GIVEN INFORMATION:

Start of Block

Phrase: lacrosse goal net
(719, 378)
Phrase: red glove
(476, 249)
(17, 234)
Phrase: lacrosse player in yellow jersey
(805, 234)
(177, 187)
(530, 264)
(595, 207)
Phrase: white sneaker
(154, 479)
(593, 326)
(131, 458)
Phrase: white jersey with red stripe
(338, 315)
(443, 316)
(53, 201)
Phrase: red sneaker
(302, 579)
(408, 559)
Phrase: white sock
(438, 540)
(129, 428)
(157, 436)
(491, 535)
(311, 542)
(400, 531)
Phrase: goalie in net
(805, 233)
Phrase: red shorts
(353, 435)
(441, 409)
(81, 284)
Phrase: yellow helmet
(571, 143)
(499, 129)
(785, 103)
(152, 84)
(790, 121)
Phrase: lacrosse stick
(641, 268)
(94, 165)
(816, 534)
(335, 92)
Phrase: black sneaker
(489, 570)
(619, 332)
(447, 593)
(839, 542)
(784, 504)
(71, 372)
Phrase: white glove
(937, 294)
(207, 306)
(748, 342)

End of Block
Start of Block

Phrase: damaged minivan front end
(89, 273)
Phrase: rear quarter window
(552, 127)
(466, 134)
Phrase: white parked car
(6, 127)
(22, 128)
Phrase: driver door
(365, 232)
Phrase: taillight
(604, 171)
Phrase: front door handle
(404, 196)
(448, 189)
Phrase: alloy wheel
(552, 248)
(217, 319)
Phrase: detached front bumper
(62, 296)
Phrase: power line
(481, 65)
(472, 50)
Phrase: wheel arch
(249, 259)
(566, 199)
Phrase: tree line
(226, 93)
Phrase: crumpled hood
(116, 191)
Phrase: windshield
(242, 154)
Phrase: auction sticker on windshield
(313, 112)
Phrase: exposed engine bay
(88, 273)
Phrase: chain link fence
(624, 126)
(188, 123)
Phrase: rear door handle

End of Block

ACTIVITY: Could you return exactly the lines above from the line with "Phrase: rear quarter window" to the line with "Phrase: rear door handle", both included, and nothing else?

SOLUTION FOR THIS PROBLEM:
Phrase: rear quarter window
(552, 127)
(466, 134)
Phrase: white parked car
(6, 127)
(22, 128)
Phrase: driver door
(365, 232)
Phrase: taillight
(604, 171)
Phrase: front door handle
(404, 196)
(448, 189)
Phrase: alloy wheel
(552, 248)
(217, 319)
Phrase: detached front bumper
(62, 296)
Phrase: power line
(481, 65)
(472, 50)
Phrase: wheel arch
(249, 259)
(566, 199)
Phrase: tree line
(226, 93)
Phrase: crumpled hood
(116, 191)
Phrase: windshield
(242, 154)
Phrase: auction sticker on windshield
(313, 112)
Phrase: exposed engine bay
(88, 273)
Phrase: chain link fence
(624, 126)
(188, 123)
Phrase: rear door handle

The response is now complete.